── Given data ──

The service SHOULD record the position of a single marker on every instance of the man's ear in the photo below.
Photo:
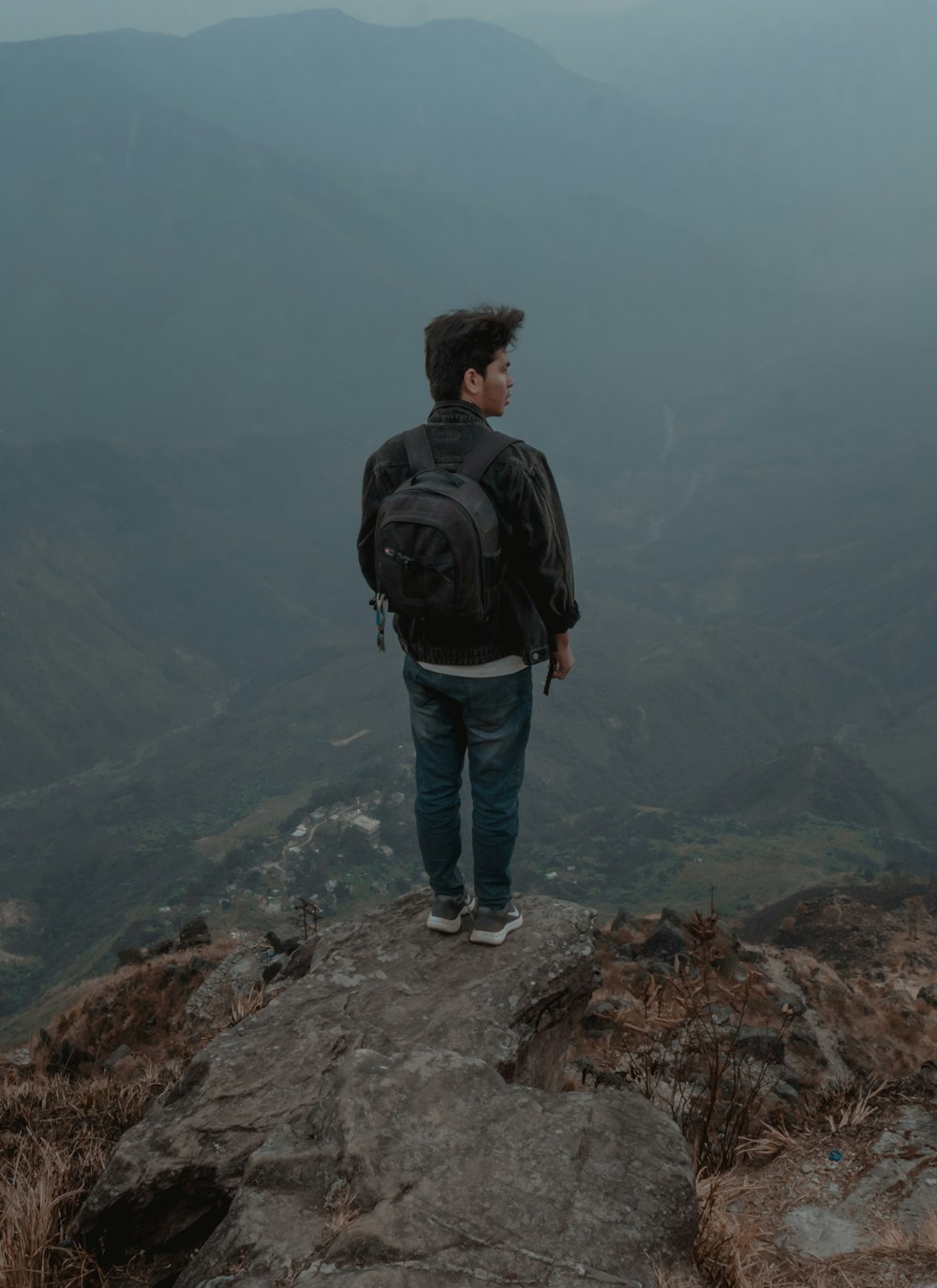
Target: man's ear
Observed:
(472, 381)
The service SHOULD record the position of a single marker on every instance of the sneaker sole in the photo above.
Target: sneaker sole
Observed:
(495, 937)
(450, 927)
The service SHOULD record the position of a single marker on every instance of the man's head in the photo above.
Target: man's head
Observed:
(467, 356)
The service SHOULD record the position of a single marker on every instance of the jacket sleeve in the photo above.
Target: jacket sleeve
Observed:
(370, 500)
(542, 548)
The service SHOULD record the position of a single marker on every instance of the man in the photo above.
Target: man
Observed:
(469, 684)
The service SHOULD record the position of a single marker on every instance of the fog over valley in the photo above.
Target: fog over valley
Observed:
(222, 230)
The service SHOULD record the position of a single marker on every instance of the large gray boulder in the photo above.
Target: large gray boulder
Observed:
(394, 1118)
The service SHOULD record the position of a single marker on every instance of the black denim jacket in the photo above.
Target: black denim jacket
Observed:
(536, 600)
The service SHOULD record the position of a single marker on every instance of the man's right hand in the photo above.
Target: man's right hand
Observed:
(561, 657)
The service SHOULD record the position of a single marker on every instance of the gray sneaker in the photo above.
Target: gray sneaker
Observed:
(494, 925)
(446, 914)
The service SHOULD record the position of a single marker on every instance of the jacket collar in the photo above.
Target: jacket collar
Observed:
(455, 414)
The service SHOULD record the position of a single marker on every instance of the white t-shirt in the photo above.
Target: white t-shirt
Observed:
(483, 670)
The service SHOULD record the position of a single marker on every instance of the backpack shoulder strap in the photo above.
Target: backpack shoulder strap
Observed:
(419, 450)
(483, 452)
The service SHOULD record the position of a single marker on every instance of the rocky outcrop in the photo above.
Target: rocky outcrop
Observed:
(394, 1118)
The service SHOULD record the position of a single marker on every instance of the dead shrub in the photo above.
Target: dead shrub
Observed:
(709, 1075)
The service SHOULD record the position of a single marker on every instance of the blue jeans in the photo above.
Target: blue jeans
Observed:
(490, 718)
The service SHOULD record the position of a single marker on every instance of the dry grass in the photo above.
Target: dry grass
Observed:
(245, 1005)
(55, 1137)
(340, 1207)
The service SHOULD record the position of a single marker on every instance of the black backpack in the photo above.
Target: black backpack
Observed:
(437, 536)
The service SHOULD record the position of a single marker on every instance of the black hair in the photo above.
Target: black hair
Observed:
(463, 340)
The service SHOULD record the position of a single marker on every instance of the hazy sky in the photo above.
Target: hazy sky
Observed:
(34, 20)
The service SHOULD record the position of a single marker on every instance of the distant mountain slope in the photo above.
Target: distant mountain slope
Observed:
(836, 96)
(140, 586)
(195, 255)
(820, 779)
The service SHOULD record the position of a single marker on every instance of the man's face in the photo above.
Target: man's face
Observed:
(491, 391)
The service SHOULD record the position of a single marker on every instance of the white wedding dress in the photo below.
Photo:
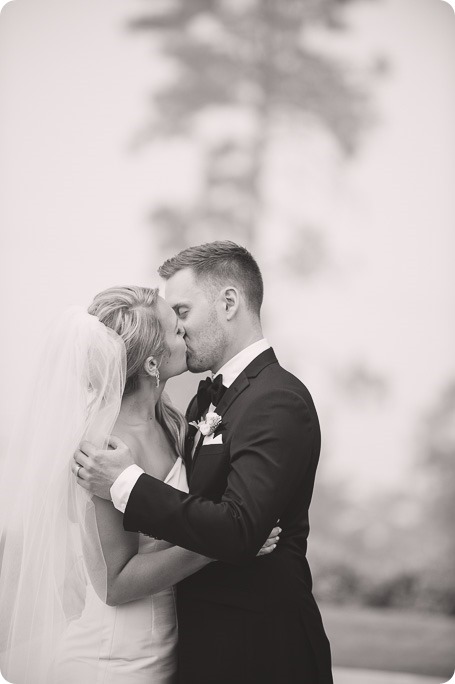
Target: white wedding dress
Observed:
(134, 643)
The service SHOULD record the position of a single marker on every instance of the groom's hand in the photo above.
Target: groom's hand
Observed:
(97, 469)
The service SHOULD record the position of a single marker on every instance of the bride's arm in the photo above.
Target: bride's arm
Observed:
(131, 575)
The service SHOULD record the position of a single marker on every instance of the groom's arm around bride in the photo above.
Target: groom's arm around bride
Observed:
(259, 468)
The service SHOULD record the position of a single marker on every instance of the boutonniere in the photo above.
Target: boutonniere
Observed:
(212, 423)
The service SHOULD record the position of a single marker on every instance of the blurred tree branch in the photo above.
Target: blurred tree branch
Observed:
(249, 56)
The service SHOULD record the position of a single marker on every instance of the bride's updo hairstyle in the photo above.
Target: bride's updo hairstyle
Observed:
(132, 313)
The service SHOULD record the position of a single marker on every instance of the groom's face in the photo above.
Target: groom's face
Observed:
(201, 318)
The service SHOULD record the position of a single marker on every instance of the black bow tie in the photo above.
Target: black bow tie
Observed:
(209, 392)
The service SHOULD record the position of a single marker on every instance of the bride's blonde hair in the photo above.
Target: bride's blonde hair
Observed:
(132, 313)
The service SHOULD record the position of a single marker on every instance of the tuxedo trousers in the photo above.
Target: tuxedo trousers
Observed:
(228, 644)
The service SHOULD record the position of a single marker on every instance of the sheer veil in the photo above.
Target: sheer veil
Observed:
(49, 544)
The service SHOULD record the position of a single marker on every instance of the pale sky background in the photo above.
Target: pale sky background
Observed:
(75, 197)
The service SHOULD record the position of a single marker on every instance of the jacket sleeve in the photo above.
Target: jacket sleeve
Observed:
(270, 453)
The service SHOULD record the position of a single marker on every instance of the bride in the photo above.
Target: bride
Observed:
(81, 600)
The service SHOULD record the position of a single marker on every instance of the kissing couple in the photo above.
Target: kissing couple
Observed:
(140, 546)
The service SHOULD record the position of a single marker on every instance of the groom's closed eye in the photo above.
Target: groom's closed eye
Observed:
(181, 311)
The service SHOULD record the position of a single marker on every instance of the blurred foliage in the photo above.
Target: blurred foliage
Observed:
(248, 60)
(398, 550)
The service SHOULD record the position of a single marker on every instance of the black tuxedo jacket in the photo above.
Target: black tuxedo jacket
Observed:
(246, 619)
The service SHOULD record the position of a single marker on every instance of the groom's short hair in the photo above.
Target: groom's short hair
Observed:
(219, 263)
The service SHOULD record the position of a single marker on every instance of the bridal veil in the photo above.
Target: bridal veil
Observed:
(49, 543)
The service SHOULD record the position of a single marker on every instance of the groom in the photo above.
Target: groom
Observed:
(242, 620)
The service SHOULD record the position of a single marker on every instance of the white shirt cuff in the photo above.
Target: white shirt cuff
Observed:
(123, 485)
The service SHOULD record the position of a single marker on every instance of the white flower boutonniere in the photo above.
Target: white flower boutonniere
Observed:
(210, 423)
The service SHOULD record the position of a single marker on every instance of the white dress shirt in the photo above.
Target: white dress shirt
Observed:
(123, 485)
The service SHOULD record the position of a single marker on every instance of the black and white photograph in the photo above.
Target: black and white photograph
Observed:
(227, 426)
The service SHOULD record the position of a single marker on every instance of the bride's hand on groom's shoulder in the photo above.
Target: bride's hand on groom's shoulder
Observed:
(97, 469)
(271, 542)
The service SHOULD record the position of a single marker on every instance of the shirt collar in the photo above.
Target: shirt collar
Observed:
(232, 368)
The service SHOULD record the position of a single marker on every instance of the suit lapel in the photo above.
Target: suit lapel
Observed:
(191, 434)
(241, 383)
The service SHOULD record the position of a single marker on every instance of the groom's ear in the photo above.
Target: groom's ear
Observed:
(231, 301)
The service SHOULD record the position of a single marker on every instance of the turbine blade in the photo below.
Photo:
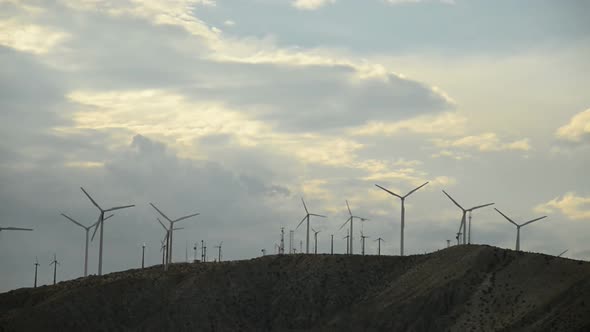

───

Work instructions
Express every line of the records above as a JSON list of strings, one string per line, with blank lines omitted. Leave the pictures out.

Result of this exercise
[
  "The service SHOULD record the position of a single marker on every instance of the man's ear in the photo below.",
  "Photo:",
  "Target: man's ear",
  "Observed:",
  "(472, 381)",
  "The service SHOULD record the position of a single marker on every instance of the sneaker sole in the photo above.",
  "Target: sneaker sole",
  "Observed:",
  "(495, 937)",
  "(450, 927)",
  "The service SHOULD record the position of a single marker on every instance of the man's head in the photo above.",
  "Target: man's head",
  "Observed:",
  "(467, 356)",
  "The service SHOULD record the position of a single marker on every instance of the jacket sleeve in the photo above.",
  "Target: jacket sleeve",
  "Observed:",
  "(370, 500)",
  "(542, 548)",
  "The service SHOULD record the position of a single marker on every instance of the man in the photo above.",
  "Target: man",
  "Observed:",
  "(469, 684)",
  "The service SHOULD record the position of a single marker on every instance of the fog over valley in the photo above.",
  "Target: fog over valley",
  "Observed:",
  "(222, 230)",
  "The service SHOULD record the position of a single marker on every instance of the large gray boulder in the photo above.",
  "Target: large gray boulder",
  "Observed:",
  "(394, 1118)",
  "The service SHOULD record the position of a single marker on every instance of the black denim jacket in the photo above.",
  "Target: black denim jacket",
  "Observed:",
  "(536, 600)",
  "The service SHOULD record the position of a single marker on every instance of the man's right hand in the photo above.",
  "Target: man's right hand",
  "Observed:",
  "(561, 657)",
  "The service SHOULD record the position of a single marker on every instance of the gray sneaker in the photo above.",
  "Target: gray sneaker",
  "Observed:",
  "(494, 925)",
  "(446, 914)",
  "The service SHOULD record the position of a single marker on every instance of the jacket collar in the photo above.",
  "Target: jacket collar",
  "Observed:",
  "(455, 414)",
  "The service SHOULD record the position of a single marker on every instance of the white t-shirt in the photo above.",
  "Target: white t-shirt",
  "Observed:",
  "(483, 670)",
  "The service SHOULD record the position of a single marker on every instance of the backpack shoulder strap in the photo above.",
  "Target: backpack shoulder strap",
  "Observed:",
  "(419, 450)",
  "(483, 452)",
  "The service SHOULD record the position of a single marker on every instance of the rocky outcrop in the photo above.",
  "Target: rocky outcrop",
  "Observed:",
  "(394, 1118)",
  "The service SHOULD record the position of a single marker on every instance of the dead shrub in the photo above.",
  "Target: dead shrub",
  "Observed:",
  "(709, 1075)",
  "The service SHOULD record the position of a single marker on every instance of the blue jeans in the photo above.",
  "Target: blue jeans",
  "Observed:",
  "(490, 718)",
  "The service SHOULD record the position of a single marker on every instance of the dry grass in the photo above.",
  "Target: dry grass",
  "Observed:",
  "(245, 1005)",
  "(55, 1137)",
  "(340, 1207)",
  "The service SHOULD record the position of a single marker on every instance of the black backpack in the photo above.",
  "Target: black backpack",
  "Observed:",
  "(437, 536)",
  "The service SHOULD record the position of a single marker on every instance of the black hair in the photo above.",
  "Target: black hair",
  "Observed:",
  "(463, 340)",
  "The service SHOULD record the position of a single marker on every instance of the hazy sky in the photo above.",
  "Target: hazy sky",
  "Observed:",
  "(34, 20)",
  "The service SHOULD record the position of a single marker on every instance of the distant mountain slope in the photo above.",
  "Target: distant mountain slope",
  "Observed:",
  "(836, 96)",
  "(140, 586)",
  "(195, 255)",
  "(820, 779)",
  "The service SHOULD record the position of a single marker on every instance of the man's face in the photo above.",
  "Target: man's face",
  "Observed:",
  "(491, 391)",
  "The service SHOULD record the position of a single marker on every instance of the white wedding dress in the photo below.",
  "Photo:",
  "Target: white wedding dress",
  "Observed:",
  "(134, 643)",
  "The service SHOULD record the position of a single marker on every instance of the groom's hand in the photo above.",
  "Target: groom's hand",
  "Observed:",
  "(97, 469)",
  "The service SHOULD record the position of a single marker on every instance of the bride's arm in the photo above.",
  "Target: bride's arm",
  "Observed:",
  "(131, 575)",
  "The service SHOULD record the position of a single marker on every instance of the groom's arm around bride in the photo above.",
  "Target: groom's arm around bride",
  "Observed:",
  "(259, 468)",
  "The service SHOULD record the position of a single marker on every instance of the boutonniere in the photo above.",
  "Target: boutonniere",
  "Observed:",
  "(212, 423)",
  "The service SHOULD record the position of a single marker on every instance of the blurred tree branch in the photo above.",
  "Target: blurred tree branch",
  "Observed:",
  "(249, 56)",
  "The service SHOULD record the position of a single marker on every instance of the bride's updo hairstyle in the photo above.",
  "Target: bride's updo hairstyle",
  "Observed:",
  "(132, 313)",
  "The service SHOULD record the position of a single marker on every instance of the groom's face in the photo above.",
  "Target: groom's face",
  "Observed:",
  "(201, 318)",
  "The service SHOULD record the position of a single marker on every instance of the black bow tie in the photo above.",
  "Target: black bow tie",
  "Observed:",
  "(209, 392)",
  "The service SHOULD record the position of a single marker on every instance of the bride's blonde hair in the photo above.",
  "Target: bride's blonde hair",
  "Observed:",
  "(132, 313)",
  "The service SHOULD record the position of a single marker on every instance of the tuxedo trousers in the photo above.",
  "Target: tuxedo trousers",
  "Observed:",
  "(228, 644)",
  "The service SHOULD record the position of a single marker on every instance of the sheer veil in the photo above.",
  "Target: sheer veil",
  "Observed:",
  "(49, 544)",
  "The service SHOULD record the position of a single marker on every instance of the pale sky background in the photo above.",
  "Target: pale sky background",
  "Observed:",
  "(75, 197)",
  "The service SHOULD record the position of a single marker on every instance of the jacket sleeve in the photo above.",
  "Target: jacket sleeve",
  "Observed:",
  "(270, 453)",
  "The service SHOULD record the position of a single marker on every instance of the bride in the photo above.",
  "Target: bride",
  "Observed:",
  "(81, 600)",
  "The service SHOULD record the position of a single marker on every instance of the kissing couple in the photo above.",
  "Target: kissing couple",
  "Observed:",
  "(140, 546)",
  "The service SHOULD record the position of a single marker on every instance of the groom's closed eye in the photo above.",
  "Target: groom's closed eye",
  "Observed:",
  "(181, 311)",
  "The service SHOULD record the position of a single marker on every instance of the blurred foliage in the photo above.",
  "Target: blurred foliage",
  "Observed:",
  "(248, 60)",
  "(398, 550)",
  "The service SHOULD record the position of a single marker on every instance of the black tuxedo jacket in the photo above.",
  "Target: black tuxedo jacket",
  "Observed:",
  "(246, 619)",
  "The service SHOULD record the position of a single marker on every instance of the groom's short hair in the photo above.",
  "Target: groom's short hair",
  "Observed:",
  "(219, 263)",
  "The service SHOULD record the position of a single marker on every instance of the bridal veil in the photo above.",
  "Target: bridal veil",
  "Observed:",
  "(49, 543)",
  "The service SHOULD record the position of a single marker on every instance of the groom in the photo above.",
  "Target: groom",
  "Observed:",
  "(242, 620)",
  "The service SHOULD record the position of a single marker on every instance of the white shirt cuff in the photo above.",
  "Target: white shirt cuff",
  "Observed:",
  "(123, 485)",
  "The service SHOULD record the position of a single marker on every instance of the white flower boutonniere in the photo above.",
  "Target: white flower boutonniere",
  "Observed:",
  "(210, 423)",
  "The service SHOULD record the position of a single marker on every instance of the white dress shirt in the photo above.",
  "Target: white dress shirt",
  "Observed:",
  "(123, 485)",
  "The service SHOULD record the position of a single marker on every instance of the black and white photograph in the photo above.",
  "Target: black and white photograph",
  "Observed:",
  "(227, 426)",
  "The service SHOULD record the position of a single marker on every instance of the bride's hand on groom's shoulder in the photo above.",
  "Target: bride's hand on groom's shoulder",
  "Observed:",
  "(97, 469)",
  "(271, 542)",
  "The service SHOULD record the position of a single marker on every instance of the shirt collar in the photo above.",
  "Target: shirt collar",
  "Observed:",
  "(232, 368)",
  "The service SHOULD record the position of a single marker on every instance of the suit lapel in the photo above.",
  "Target: suit lapel",
  "Observed:",
  "(191, 434)",
  "(241, 383)",
  "The service SHOULD record the position of a single marker on every instance of the groom's ear in the photo above.",
  "Target: groom's ear",
  "Observed:",
  "(231, 301)",
  "The service SHOULD record the position of a single marker on every instance of the turbine blade in the photo below.",
  "Photo:"
]